(待办任务):
请将从含有"the car door"的那一行起至全部行末尾（首尾均包括在内）的各行重新写出，并将其中的"handle"替换为"knob"，其余内容一律保持不变。答案中请勿包含图片。

(待处理数据):
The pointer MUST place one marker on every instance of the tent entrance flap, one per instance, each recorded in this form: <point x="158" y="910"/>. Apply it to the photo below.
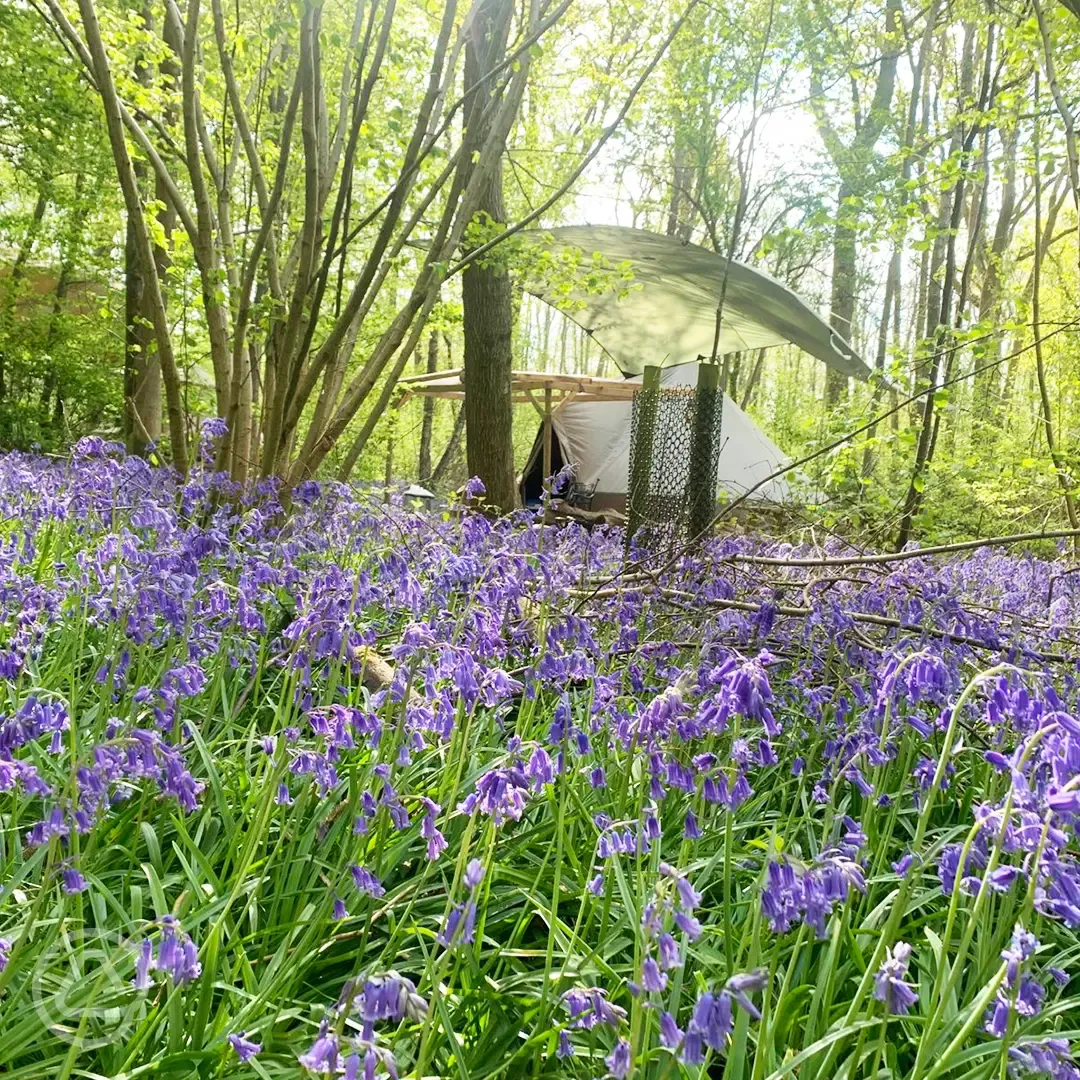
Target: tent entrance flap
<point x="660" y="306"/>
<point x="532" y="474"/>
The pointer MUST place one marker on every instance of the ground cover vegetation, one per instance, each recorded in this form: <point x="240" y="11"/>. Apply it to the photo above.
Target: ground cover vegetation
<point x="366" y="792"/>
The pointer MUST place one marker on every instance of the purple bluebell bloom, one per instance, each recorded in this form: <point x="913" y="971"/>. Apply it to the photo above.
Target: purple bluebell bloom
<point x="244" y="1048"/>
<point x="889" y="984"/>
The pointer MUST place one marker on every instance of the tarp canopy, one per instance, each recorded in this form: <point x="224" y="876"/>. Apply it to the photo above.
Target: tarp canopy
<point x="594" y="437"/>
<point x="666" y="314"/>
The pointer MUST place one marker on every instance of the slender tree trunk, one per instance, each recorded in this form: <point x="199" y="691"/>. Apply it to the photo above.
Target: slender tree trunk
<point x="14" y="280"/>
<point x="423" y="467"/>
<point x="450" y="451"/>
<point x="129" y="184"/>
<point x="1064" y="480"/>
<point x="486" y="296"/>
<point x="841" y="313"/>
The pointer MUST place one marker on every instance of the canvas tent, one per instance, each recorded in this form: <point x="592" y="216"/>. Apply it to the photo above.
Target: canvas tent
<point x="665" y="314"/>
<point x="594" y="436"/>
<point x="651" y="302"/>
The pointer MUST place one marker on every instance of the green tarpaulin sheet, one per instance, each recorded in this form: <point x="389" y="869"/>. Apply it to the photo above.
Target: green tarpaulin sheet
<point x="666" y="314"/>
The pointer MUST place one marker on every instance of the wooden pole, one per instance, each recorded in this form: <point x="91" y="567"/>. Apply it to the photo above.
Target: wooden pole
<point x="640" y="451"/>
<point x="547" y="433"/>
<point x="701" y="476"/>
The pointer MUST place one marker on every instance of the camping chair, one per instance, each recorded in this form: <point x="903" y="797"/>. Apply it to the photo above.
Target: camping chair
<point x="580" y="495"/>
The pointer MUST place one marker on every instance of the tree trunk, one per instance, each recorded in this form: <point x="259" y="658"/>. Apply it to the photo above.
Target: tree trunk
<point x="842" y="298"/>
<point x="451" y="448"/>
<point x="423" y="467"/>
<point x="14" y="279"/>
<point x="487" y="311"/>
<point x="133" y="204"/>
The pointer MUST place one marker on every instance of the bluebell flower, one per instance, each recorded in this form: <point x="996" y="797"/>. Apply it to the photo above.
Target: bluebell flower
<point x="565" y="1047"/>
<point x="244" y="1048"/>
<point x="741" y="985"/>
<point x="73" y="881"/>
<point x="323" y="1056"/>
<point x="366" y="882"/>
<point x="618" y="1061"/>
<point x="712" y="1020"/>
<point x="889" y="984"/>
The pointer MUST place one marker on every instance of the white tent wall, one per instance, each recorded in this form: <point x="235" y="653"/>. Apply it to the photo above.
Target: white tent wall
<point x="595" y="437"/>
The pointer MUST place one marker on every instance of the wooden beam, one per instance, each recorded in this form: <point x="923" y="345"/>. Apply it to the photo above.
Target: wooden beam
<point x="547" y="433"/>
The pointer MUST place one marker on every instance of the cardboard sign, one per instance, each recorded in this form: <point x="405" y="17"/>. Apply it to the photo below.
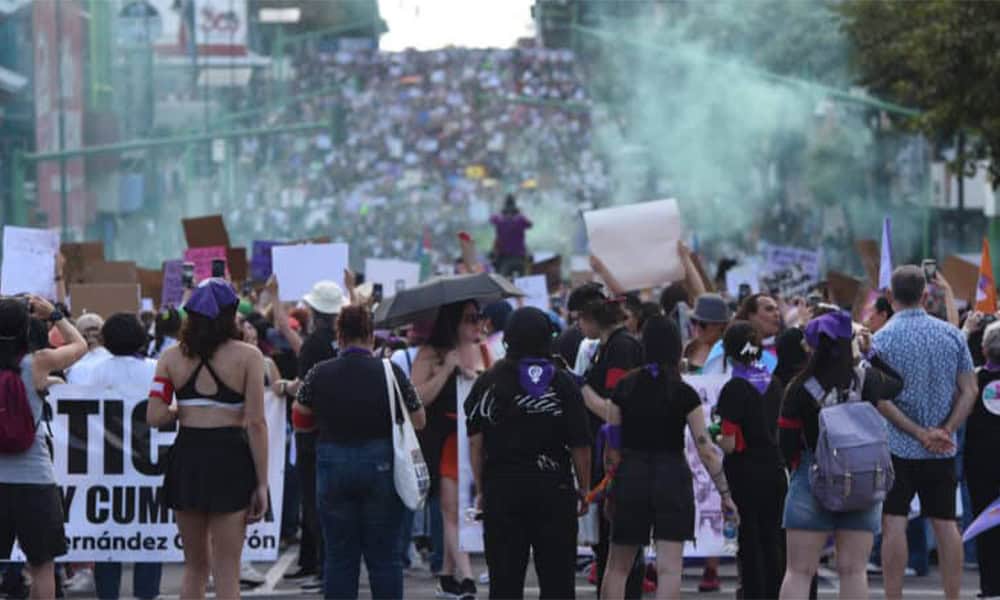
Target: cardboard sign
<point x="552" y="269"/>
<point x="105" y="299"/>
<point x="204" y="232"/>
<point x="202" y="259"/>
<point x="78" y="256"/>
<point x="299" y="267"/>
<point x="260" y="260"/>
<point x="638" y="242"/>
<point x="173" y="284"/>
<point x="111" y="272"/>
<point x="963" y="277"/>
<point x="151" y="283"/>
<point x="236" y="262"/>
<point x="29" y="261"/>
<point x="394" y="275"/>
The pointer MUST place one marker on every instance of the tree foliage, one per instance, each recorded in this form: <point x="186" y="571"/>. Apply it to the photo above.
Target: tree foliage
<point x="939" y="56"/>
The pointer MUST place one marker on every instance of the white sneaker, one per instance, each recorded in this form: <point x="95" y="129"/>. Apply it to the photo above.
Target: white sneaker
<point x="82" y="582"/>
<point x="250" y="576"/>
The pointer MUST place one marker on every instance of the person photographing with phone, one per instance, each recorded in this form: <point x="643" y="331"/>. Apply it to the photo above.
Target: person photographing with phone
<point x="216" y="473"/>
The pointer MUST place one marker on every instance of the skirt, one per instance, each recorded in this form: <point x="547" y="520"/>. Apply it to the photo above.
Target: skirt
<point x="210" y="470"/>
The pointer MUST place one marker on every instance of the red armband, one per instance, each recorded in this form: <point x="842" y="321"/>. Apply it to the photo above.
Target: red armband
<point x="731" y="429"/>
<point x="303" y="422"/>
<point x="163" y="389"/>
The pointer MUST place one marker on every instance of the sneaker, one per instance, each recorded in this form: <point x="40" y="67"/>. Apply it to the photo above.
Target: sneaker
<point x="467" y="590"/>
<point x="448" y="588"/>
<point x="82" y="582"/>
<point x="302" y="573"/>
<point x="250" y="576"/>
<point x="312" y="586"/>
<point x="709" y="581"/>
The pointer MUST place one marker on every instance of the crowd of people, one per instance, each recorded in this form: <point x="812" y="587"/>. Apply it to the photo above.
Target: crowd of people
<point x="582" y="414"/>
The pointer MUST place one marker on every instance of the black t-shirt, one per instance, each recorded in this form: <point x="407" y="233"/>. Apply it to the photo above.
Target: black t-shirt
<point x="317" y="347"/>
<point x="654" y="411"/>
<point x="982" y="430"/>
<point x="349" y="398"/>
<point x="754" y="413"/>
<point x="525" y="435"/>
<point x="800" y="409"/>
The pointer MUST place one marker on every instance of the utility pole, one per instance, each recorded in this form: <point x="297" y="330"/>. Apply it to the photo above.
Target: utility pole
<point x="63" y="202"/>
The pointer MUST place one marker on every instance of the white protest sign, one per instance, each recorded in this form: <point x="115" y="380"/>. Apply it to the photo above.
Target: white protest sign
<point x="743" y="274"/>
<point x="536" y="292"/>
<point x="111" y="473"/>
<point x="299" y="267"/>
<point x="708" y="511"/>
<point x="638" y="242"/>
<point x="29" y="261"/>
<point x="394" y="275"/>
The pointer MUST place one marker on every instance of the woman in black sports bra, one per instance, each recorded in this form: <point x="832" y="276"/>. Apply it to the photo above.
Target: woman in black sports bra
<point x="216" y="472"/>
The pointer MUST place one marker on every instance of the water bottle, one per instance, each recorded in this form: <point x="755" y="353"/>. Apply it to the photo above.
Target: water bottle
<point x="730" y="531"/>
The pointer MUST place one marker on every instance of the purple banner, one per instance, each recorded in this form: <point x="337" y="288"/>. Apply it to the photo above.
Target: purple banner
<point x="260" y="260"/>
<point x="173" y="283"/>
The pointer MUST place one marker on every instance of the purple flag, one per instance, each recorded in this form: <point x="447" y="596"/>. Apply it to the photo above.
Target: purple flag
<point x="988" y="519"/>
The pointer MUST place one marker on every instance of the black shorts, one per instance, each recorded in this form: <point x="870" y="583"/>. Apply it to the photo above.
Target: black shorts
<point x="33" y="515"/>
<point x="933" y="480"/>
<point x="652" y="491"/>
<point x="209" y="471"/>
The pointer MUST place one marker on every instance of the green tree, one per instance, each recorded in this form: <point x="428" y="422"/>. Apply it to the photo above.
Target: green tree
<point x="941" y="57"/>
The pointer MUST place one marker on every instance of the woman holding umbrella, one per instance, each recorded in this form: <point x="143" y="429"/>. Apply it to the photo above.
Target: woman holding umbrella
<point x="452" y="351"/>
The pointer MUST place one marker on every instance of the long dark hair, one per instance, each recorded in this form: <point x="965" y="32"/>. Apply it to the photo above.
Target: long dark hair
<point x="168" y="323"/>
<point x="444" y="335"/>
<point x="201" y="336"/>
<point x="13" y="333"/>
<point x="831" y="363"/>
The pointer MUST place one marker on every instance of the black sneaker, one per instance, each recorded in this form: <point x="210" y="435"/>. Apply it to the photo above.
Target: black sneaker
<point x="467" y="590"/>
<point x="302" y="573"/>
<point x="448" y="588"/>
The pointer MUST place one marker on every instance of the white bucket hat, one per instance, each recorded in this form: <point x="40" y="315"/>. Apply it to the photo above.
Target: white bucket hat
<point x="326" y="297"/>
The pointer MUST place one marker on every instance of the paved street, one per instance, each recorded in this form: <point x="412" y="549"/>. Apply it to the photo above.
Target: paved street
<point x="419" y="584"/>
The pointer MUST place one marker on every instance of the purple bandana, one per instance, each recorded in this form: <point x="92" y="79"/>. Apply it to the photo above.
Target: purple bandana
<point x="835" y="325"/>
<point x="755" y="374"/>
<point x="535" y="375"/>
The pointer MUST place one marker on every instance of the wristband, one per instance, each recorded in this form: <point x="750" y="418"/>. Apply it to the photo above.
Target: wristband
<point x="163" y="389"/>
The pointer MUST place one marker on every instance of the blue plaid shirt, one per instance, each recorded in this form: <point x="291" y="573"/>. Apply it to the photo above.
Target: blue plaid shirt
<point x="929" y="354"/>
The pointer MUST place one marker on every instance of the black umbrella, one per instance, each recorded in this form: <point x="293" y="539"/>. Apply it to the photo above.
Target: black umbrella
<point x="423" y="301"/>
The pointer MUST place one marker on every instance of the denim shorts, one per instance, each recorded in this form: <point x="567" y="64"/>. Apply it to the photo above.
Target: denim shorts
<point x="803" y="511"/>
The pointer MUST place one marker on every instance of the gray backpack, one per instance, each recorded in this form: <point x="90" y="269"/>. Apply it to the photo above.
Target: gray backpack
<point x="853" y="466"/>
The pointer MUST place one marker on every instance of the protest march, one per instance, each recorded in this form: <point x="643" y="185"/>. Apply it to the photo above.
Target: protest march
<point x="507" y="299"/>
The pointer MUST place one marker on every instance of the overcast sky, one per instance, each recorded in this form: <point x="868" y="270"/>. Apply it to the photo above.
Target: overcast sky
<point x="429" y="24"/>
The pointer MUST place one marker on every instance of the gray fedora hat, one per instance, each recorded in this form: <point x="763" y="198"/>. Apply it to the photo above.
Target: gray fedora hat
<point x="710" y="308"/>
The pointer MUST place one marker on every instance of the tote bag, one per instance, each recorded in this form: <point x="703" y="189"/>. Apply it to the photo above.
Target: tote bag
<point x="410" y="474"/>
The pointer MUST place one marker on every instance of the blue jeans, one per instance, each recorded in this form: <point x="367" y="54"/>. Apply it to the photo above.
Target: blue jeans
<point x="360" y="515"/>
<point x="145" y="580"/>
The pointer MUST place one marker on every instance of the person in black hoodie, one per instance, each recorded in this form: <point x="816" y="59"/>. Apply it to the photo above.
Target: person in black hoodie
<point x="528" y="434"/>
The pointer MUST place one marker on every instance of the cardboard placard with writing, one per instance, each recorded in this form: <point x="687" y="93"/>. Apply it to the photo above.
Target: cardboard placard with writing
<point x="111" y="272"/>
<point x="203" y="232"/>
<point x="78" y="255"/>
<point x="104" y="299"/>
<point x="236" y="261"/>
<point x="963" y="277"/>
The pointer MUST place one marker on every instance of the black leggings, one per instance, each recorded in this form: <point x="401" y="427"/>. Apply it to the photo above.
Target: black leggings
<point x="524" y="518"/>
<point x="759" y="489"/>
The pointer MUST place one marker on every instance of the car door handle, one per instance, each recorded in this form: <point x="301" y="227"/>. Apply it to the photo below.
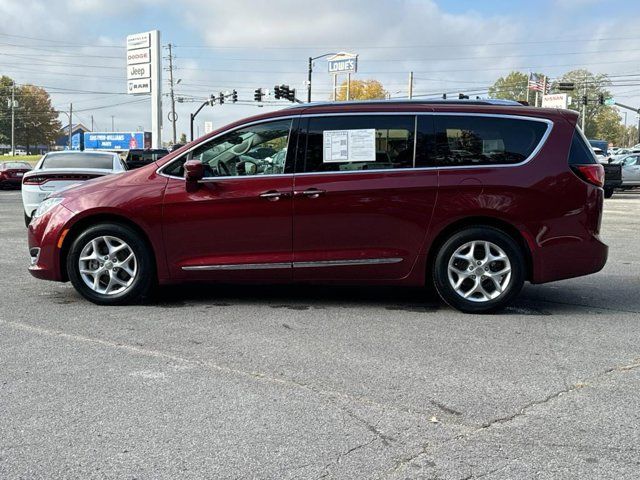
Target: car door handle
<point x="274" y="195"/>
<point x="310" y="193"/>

(例题解答):
The pointer MUST place one marker on every instance of the car door knob, one per instance, each recorded in this form: <point x="301" y="227"/>. Apply it to the photo below.
Target: car door knob
<point x="274" y="195"/>
<point x="310" y="193"/>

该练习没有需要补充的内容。